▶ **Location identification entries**
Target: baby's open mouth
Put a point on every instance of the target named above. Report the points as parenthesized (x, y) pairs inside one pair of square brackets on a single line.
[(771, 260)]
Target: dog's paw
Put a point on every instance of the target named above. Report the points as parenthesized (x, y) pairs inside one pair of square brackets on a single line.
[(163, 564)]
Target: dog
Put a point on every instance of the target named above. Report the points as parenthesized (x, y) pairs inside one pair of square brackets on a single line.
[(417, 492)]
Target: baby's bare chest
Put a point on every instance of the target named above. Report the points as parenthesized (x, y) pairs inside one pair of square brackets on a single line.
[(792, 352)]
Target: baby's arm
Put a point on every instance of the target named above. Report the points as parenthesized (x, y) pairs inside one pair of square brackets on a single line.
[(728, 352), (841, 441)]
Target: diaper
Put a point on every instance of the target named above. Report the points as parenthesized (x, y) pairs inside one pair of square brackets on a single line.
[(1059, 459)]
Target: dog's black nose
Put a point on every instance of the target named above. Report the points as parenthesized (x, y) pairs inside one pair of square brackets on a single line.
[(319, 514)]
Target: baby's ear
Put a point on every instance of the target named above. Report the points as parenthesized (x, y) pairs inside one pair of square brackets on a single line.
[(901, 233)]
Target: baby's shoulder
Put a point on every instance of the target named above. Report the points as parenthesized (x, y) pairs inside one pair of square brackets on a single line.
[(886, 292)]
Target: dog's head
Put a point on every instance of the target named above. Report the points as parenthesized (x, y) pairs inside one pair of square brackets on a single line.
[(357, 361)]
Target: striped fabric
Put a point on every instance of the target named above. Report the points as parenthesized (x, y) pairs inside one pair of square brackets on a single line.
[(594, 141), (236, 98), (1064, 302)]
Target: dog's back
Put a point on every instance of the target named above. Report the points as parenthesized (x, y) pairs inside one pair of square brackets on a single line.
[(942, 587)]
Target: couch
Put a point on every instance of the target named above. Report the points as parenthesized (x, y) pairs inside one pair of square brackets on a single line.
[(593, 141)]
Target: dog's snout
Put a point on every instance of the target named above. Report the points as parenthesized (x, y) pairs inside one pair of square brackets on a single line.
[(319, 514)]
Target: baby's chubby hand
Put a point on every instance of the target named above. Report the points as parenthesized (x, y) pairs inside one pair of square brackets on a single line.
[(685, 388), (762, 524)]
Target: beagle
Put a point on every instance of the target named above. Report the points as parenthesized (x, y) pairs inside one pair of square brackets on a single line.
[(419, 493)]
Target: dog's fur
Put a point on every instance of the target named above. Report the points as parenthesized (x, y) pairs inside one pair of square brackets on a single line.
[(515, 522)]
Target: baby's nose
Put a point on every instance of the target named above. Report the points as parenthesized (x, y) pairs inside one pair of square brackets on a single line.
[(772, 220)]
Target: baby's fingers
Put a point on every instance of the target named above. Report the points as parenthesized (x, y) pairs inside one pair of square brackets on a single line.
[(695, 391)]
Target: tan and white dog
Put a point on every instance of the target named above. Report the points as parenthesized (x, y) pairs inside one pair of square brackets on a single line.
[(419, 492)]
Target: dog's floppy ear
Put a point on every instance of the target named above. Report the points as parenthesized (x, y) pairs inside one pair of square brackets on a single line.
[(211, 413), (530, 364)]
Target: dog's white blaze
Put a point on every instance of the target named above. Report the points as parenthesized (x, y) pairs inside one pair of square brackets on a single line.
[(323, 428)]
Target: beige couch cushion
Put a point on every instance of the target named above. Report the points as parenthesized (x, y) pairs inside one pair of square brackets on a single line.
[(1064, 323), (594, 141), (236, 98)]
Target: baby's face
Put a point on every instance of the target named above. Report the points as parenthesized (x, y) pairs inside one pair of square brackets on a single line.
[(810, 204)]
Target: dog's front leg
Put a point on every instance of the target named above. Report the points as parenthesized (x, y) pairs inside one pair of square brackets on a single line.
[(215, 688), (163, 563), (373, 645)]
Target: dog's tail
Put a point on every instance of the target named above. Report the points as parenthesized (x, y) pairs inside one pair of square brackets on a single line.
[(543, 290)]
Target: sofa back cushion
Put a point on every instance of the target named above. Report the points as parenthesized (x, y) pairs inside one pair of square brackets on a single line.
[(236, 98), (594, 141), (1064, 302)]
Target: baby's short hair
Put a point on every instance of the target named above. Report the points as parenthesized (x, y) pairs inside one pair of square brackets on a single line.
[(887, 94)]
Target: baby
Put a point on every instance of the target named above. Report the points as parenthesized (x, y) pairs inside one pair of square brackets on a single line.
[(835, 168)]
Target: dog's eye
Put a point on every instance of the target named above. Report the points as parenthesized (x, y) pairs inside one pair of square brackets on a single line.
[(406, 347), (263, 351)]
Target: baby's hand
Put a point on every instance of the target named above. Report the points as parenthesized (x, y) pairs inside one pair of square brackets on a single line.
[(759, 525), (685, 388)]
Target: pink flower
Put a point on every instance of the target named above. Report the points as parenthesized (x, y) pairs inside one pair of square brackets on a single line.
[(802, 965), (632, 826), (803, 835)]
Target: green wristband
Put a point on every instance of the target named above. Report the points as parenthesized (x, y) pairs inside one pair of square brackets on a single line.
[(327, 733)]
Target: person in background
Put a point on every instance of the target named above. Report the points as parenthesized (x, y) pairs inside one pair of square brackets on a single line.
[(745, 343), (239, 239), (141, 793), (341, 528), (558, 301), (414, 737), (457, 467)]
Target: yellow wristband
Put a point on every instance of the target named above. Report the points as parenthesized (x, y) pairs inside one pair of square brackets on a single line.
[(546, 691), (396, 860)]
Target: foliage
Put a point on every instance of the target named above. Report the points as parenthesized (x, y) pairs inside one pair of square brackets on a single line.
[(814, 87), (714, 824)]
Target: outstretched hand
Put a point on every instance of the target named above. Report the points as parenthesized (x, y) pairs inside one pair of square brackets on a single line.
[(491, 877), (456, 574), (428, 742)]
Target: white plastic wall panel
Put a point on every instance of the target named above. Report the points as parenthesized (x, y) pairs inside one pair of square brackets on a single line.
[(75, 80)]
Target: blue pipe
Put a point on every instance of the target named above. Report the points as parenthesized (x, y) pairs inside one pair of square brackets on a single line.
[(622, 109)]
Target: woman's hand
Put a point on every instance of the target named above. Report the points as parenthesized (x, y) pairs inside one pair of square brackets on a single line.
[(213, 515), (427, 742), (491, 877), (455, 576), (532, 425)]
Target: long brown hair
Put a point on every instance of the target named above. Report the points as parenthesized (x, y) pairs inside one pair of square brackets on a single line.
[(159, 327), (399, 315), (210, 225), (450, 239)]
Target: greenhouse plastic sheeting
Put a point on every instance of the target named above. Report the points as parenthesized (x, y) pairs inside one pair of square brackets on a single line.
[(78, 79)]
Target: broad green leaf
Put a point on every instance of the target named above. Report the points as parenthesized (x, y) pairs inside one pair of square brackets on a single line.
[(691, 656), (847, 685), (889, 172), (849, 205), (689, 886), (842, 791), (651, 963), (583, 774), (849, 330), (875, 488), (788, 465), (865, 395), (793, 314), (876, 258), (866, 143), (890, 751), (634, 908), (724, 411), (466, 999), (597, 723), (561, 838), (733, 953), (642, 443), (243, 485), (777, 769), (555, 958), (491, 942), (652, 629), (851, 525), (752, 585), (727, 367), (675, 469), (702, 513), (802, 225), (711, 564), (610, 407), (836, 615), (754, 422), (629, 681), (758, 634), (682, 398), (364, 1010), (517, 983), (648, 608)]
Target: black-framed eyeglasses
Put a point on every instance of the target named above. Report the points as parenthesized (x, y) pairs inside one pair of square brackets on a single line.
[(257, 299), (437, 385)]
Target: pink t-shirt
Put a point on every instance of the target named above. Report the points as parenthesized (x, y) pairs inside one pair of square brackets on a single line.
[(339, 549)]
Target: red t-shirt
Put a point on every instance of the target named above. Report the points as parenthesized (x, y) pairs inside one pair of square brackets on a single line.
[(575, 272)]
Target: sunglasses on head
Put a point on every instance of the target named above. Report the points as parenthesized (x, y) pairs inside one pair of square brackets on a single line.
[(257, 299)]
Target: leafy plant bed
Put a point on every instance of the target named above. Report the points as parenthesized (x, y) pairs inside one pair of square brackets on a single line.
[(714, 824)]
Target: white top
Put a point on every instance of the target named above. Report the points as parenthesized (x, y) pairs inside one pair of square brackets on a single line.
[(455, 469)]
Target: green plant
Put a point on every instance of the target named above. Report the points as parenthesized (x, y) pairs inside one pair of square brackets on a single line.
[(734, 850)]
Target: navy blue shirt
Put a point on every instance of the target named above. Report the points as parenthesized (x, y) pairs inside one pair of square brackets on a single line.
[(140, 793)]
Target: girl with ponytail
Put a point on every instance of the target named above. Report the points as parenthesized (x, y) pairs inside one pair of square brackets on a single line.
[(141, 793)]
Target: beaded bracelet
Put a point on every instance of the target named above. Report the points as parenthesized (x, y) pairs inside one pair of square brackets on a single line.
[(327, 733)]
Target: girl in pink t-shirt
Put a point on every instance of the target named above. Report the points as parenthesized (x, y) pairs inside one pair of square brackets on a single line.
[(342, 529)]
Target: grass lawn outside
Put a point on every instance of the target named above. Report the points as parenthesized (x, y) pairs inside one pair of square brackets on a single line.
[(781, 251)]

▶ **WORK REQUIRED**
Arrange the lines from the start of the records above through the line containing "[(417, 492)]" as a numbered list, omitting any blank lines.

▶ **REPLY TO THE TASK**
1. Target: baby's open mouth
2. Put a point on every instance of the target named above. Report the points as parenthesized (x, y) pairs inside one pair of square brackets on a single line.
3. [(771, 260)]
4. Target: dog's paw
5. Put a point on every instance of the target named above. Report the points as parenthesized (x, y) pairs inside one pair of square brackets on a single line.
6. [(163, 564)]
7. Target: dog
8. Put a point on every instance of the target named above. Report the points as parenthesized (x, y) pairs inside one pair of square brackets on a single line.
9. [(417, 492)]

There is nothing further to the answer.